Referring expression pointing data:

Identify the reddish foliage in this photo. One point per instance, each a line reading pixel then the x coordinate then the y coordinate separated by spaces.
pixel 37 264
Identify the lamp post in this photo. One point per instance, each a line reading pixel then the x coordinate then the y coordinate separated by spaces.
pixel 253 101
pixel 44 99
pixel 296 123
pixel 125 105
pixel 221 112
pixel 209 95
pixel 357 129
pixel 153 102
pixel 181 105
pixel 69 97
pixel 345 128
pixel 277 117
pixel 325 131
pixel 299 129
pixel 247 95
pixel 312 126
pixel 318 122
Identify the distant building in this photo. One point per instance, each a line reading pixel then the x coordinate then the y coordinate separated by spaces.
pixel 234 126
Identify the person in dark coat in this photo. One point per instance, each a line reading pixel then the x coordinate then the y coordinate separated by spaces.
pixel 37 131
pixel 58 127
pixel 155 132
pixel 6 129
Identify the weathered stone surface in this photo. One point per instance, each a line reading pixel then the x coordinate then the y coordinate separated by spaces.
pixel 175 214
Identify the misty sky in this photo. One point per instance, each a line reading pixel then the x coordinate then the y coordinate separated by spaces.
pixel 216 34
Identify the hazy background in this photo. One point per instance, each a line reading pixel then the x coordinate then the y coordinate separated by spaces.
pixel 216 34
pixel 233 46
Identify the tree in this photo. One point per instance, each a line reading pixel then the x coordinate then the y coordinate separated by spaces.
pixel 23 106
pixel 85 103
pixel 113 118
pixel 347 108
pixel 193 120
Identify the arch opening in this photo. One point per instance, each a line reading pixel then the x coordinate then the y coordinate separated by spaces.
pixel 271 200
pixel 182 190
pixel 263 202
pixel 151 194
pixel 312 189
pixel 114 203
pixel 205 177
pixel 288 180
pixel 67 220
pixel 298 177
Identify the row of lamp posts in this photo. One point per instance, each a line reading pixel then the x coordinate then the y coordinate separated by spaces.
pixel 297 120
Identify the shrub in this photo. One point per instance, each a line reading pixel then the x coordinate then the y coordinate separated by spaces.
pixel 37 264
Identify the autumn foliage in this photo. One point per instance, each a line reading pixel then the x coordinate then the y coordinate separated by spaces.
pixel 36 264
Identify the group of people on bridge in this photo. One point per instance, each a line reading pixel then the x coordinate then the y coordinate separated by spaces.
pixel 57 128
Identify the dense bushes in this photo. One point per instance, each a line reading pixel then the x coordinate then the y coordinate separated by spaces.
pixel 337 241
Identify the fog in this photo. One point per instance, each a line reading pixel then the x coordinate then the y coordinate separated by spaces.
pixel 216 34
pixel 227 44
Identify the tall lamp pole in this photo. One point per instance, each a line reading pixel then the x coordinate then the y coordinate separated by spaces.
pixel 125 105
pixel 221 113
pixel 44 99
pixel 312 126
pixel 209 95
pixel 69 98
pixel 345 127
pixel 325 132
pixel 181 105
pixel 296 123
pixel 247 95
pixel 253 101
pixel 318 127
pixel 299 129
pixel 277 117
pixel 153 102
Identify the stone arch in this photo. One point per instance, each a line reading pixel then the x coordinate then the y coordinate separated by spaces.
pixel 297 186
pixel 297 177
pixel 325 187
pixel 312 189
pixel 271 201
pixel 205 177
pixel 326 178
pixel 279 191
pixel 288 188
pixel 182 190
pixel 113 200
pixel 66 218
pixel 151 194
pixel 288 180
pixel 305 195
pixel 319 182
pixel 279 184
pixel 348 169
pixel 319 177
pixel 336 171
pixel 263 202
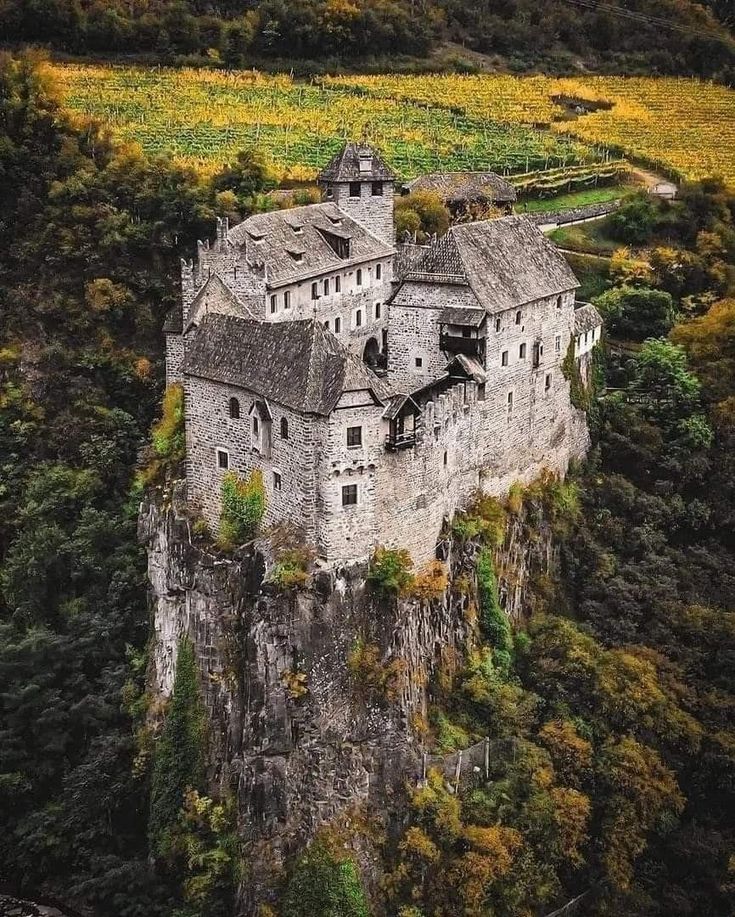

_EXERCISE INSTRUCTIONS_
Every entry above needs to be retyped exactly; drop the pictures.

_ANSWER AREA_
Identify the reddish foliage in this photo. One point per instance, each a line reading pixel then the x coordinate then the y coordinate separated by spaces.
pixel 37 264
Identify the lamp post in this photo. One point per instance, each a line reading pixel then the x coordinate then the y coordinate separated by spaces.
pixel 253 101
pixel 44 99
pixel 296 123
pixel 125 105
pixel 221 112
pixel 209 95
pixel 357 129
pixel 153 102
pixel 181 105
pixel 69 97
pixel 345 128
pixel 277 117
pixel 325 131
pixel 299 129
pixel 247 95
pixel 312 126
pixel 318 122
Identify the distant building in this photo. One point per instance, each a line reading pixel then the x coordinate then the y coordinate separated by spaces.
pixel 234 126
Identify the person in dark coat in this photo. One point per instance, each a line reading pixel then the x coordinate then the y coordinate separated by spaces.
pixel 37 131
pixel 58 127
pixel 155 132
pixel 6 129
Identify the weathered stone surface in this photo. One point per instance, each a line reading pixel then the x coordinate then the y coordinate separated by spaces.
pixel 175 214
Identify the misty sky in this photo. One point per instance, each a line reading pixel then the x coordinate then the y coordinate separated by spaces.
pixel 216 34
Identify the hazy background in this photo. One point per instance, each a line reading pixel then the x coordinate then the y coordinate separated by spaces.
pixel 216 34
pixel 233 46
Identify the tree in this photo. One point per instance, each a line reading pixel then the x coordinate then the y coordinate separated by spaces.
pixel 23 106
pixel 85 103
pixel 113 118
pixel 347 108
pixel 193 120
Identify the arch opening in this photo. One point per instance, each a line reading pixel then the x coordinate then the y coordinate separated by spaces.
pixel 271 200
pixel 182 190
pixel 263 202
pixel 151 194
pixel 312 189
pixel 114 203
pixel 205 177
pixel 288 180
pixel 67 220
pixel 298 177
Identify the row of lamp posts in this photo. One point per instance, each a line reading pixel then the x coordinate then the y coordinate separated by spaces.
pixel 297 120
Identify the shrub in this photo. One point per instance, each a line reading pixel then the x coordinate then the y coordinate separated by spaces.
pixel 37 264
Identify the autumn foliage in this photo. One point per instance, each a line reading pixel then the x coordinate then the y coordinate separated by spaces.
pixel 36 264
Identify the group of people on bridge in this photo. One point per instance, each a line reading pixel then the x coordinate then the y coordinate separated by spaces.
pixel 57 128
Identify the dense bushes in this photo. One point per instance, each a line reading pixel then the x coordinate then the y coordinate separated by spaces.
pixel 337 241
Identify the fog in this photo. One point per instance, each a line reading pixel then the x coordinate then the y coordinate separated by spaces.
pixel 216 34
pixel 227 44
Identify the tall lamp pole in this photo. One point per instance, each a line reading pixel then the x coordinate then the y coordinate separated by spaces.
pixel 125 105
pixel 221 113
pixel 44 99
pixel 312 126
pixel 209 95
pixel 69 98
pixel 345 127
pixel 325 132
pixel 181 105
pixel 296 123
pixel 247 95
pixel 253 101
pixel 318 127
pixel 299 129
pixel 277 117
pixel 153 102
Identify the stone arch in this photo. One point per instance, each a line reading pixel then the x coordinate then the y coordinate separated by spaces.
pixel 297 186
pixel 297 177
pixel 325 187
pixel 312 189
pixel 271 201
pixel 205 177
pixel 326 178
pixel 279 191
pixel 288 188
pixel 182 190
pixel 113 200
pixel 66 218
pixel 151 194
pixel 288 180
pixel 305 195
pixel 319 182
pixel 279 184
pixel 348 169
pixel 319 177
pixel 336 171
pixel 263 202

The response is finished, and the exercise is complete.